Work required: Copy out the material below, changing "one point per instance" to "a single point for each instance" everywhere it appears and leaving everything else the same.

Extracted data:
━━━━━━━━━━

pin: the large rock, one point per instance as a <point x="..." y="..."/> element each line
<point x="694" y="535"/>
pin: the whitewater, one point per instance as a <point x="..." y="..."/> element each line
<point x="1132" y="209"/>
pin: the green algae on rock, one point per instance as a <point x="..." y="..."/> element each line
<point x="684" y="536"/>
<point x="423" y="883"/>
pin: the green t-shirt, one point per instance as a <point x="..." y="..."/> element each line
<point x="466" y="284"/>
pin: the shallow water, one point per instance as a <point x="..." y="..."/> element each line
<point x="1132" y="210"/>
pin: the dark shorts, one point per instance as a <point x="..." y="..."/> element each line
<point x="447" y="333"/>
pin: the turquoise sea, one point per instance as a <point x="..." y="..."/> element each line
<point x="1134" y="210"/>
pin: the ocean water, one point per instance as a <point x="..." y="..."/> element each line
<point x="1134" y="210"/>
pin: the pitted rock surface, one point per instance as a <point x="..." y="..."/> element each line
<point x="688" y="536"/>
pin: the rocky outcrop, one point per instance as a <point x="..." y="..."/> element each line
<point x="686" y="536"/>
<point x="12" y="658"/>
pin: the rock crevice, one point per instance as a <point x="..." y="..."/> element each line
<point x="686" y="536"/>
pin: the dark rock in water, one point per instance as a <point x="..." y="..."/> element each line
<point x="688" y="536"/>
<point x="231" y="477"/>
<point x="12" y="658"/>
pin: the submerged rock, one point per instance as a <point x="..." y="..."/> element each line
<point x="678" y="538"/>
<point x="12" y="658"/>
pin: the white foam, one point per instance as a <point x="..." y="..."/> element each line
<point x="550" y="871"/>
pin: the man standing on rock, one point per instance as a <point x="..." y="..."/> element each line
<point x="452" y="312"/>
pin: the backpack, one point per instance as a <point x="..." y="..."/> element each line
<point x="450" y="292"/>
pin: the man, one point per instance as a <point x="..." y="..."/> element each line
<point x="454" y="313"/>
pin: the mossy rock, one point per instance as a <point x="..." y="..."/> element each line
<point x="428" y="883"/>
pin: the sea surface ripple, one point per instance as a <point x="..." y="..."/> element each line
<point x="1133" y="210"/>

━━━━━━━━━━

Solution below:
pin: the large rock, a single point for each instance as a <point x="..." y="..."/> element each line
<point x="694" y="535"/>
pin: the whitewater, a single point for each instance as a <point x="..." y="..."/> element each line
<point x="1132" y="209"/>
pin: the green algae on rock, a single point for each instance as a <point x="..." y="..."/> element each line
<point x="684" y="536"/>
<point x="423" y="883"/>
pin: the green t-shirt, a single point for each instance as a <point x="..." y="..."/> element each line
<point x="466" y="284"/>
pin: the shallow water, a single point for each instance as a <point x="..." y="..."/> element each line
<point x="1132" y="210"/>
pin: the dark shorts, a single point for each instance as a <point x="..." y="..."/> element each line
<point x="447" y="333"/>
pin: the turquoise sea, a single point for each instance as a <point x="..." y="..."/> element each line
<point x="1134" y="210"/>
pin: the ocean water, a single point for each instance as a <point x="..." y="..."/> element each line
<point x="1134" y="210"/>
pin: the pitted rock surface, a single point for each instance as a <point x="..." y="..."/> element each line
<point x="688" y="536"/>
pin: the rocky outcrop, a single point for each instance as a <point x="..." y="..."/> element each line
<point x="686" y="536"/>
<point x="12" y="658"/>
pin: the rock crevice, a single point for each instance as a <point x="..." y="..."/> element each line
<point x="686" y="536"/>
pin: the dark rock in water, a single point for each instance as a <point x="..." y="..."/> element each line
<point x="688" y="536"/>
<point x="231" y="477"/>
<point x="12" y="658"/>
pin: the submerged rock, a single point for each instance as a <point x="..." y="..."/> element each line
<point x="678" y="538"/>
<point x="12" y="658"/>
pin: the white foam, a single point for each instance as a <point x="..." y="..."/> element each line
<point x="550" y="871"/>
pin: the man standing on rock, a single point for each instance as a <point x="..." y="..."/> element each line
<point x="452" y="312"/>
pin: the backpack, a single point for each instance as a <point x="..." y="..."/> element each line
<point x="450" y="292"/>
pin: the man, a single point for each instance as a <point x="..." y="..."/> element each line
<point x="454" y="313"/>
pin: the mossy rock, a single point for each instance as a <point x="..." y="..."/> element each line
<point x="428" y="883"/>
pin: the sea surface ripple, a single point for each instance as a <point x="..." y="..."/> element each line
<point x="1133" y="210"/>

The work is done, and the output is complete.